Reading passage:
■ ■ ■

You know, at least we're not buying Bananas for 120k.


----------



## foussiremix (Dec 8, 2019)

Looked up that Miles dude

His art is on par with falvies art and falvie prices their art way lower.
Bruh


----------



## Night.Claw (Dec 8, 2019)

Personally after reaching a price range of $400-600, there is hard to get better. After that point you didn't pay for quality, but for brand and name.
It's up to people who decide to buy it or not. But as long as people willing to pay for it, art can cost as much as the artist ask for it.

The most expensive i have seen was $550-600.


----------



## Fern Bayley (Jan 5, 2020)

Fursuits can get crazy expensive too, $17k:

dogpatch.press: A look at furry business with a $17,017 record fursuit auction price, July 2018


----------



## MadXStitcher (Jan 5, 2020)

Okay, I expected to see wings, and LED, and god knows what else.   That suit isn't bad at all, but half a year's salary for that?


----------



## Anthrasmagoria (Jan 5, 2020)

That's a lot of money, but having recently dabbled in making some large plush toys myself, the materials costs can skyrocket when using top quality fur and other materials.


----------



## Fern Bayley (Jan 5, 2020)

No s***, that thing better have at least a solid gold nametag.  Every car I ever bought, starting in high school to the one I'm driving, if I saved that in an envelope and opened that envelope today, it still wouldn't be even enough to afford a suit like that. That's why I'm making my own. 

Looking for a first fursona art piece, been really looking at prices. Some of them have been real wowsers. But, if the artist is charging *that much*, many times you do get what you pay for with those prices. It might be just the artist's name you're paying for, might be paying for breathtaking quality, might just be paying a high price just for throttling the commissionees, whatever it is, you're paying for it if you feel it's worth that price.


----------



## Anthrasmagoria (Jan 5, 2020)

They do say art is only worth whatever someone's willing to pay for it. . .

I would guess this fursuit maker is either very well-known/well skilled and a good networker if they confidently charge this much regularly, or they might just be trying their luck.

There are tailors and seamstresses that also make a lot of money either from their name or their specialist skills. I suppose fursuit making is much the same thing.

■ ■ ■

Given entries:
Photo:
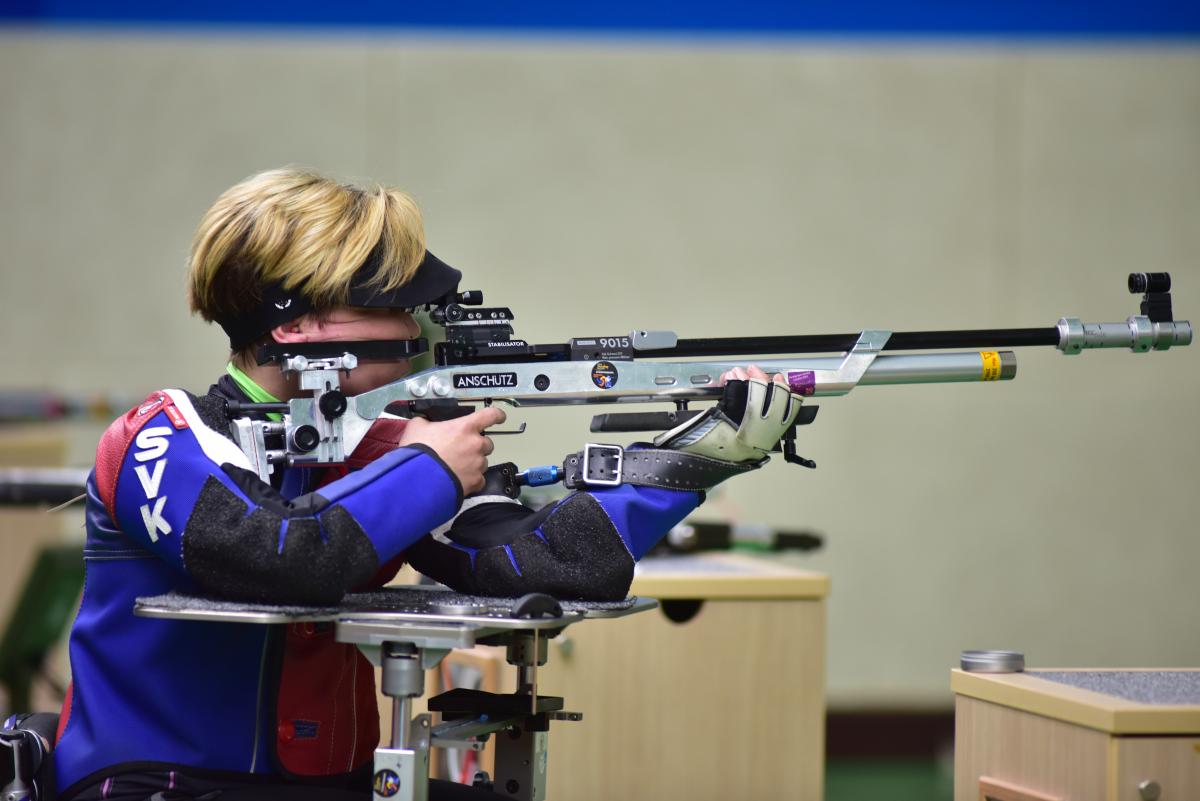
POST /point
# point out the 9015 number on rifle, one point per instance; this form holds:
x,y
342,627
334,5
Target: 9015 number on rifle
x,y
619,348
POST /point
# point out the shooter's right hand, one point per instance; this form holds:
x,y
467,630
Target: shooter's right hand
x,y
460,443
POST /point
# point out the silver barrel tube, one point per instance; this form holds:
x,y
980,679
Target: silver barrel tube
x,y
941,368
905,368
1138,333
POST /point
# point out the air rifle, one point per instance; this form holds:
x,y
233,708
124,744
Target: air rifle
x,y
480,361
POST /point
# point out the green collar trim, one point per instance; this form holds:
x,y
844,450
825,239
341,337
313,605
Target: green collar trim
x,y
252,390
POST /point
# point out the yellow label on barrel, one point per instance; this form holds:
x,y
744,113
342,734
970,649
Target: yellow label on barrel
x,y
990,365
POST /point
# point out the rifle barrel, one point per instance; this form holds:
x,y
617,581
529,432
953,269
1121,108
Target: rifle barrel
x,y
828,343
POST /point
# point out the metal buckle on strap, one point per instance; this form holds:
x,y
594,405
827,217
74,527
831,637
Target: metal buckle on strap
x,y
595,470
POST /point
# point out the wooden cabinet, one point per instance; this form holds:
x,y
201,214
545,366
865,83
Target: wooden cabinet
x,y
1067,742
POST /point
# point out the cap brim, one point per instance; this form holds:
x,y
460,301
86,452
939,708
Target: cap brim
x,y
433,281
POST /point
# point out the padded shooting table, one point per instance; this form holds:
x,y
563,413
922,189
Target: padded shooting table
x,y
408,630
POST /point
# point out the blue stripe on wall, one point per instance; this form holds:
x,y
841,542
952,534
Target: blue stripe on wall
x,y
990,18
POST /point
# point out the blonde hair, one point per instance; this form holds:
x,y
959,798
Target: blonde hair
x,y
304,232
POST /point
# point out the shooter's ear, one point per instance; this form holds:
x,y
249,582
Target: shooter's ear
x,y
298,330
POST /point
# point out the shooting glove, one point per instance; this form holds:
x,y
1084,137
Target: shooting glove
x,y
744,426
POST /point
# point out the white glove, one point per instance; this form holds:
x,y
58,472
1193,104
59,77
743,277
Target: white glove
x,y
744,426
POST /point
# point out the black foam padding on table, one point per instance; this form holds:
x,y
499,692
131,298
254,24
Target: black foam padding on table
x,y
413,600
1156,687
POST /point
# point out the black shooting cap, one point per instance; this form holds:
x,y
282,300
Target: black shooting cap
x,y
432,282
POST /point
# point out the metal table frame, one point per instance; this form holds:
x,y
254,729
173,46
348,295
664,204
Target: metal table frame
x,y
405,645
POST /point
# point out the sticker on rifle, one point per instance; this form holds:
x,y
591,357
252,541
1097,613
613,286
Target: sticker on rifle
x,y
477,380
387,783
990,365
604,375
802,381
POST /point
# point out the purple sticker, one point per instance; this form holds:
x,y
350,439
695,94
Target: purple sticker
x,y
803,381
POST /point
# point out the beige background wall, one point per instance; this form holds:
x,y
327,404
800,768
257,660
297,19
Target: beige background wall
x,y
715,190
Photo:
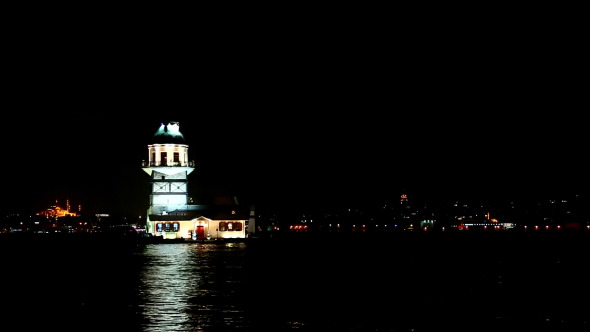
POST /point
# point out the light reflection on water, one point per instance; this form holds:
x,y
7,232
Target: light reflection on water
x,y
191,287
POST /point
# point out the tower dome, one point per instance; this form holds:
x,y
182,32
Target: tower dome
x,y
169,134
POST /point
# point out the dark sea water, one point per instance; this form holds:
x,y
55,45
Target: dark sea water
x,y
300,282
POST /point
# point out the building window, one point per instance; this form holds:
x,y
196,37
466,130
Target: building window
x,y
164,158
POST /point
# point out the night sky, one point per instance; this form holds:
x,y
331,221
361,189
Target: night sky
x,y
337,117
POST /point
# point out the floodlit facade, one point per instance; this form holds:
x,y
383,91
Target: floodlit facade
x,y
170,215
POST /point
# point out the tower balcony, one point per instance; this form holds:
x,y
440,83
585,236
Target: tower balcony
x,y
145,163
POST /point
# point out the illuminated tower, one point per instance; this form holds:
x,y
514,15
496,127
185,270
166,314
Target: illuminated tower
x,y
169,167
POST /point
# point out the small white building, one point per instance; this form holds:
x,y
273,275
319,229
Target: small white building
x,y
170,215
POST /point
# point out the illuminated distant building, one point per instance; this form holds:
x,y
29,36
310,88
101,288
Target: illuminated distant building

■ ■ ■

Stated problem:
In the forum thread on art and fursuit prices:
(a) What record fursuit auction price appears in the dogpatch.press article title?
(b) Past what price range does Night.Claw say buyers pay for brand and name rather than quality?
(c) Which trades does Anthrasmagoria compare fursuit making to?
The listing is material separate from the forum thread on art and fursuit prices.

Solution to the exercise:
(a) $17,017
(b) $400-600
(c) Tailors and seamstresses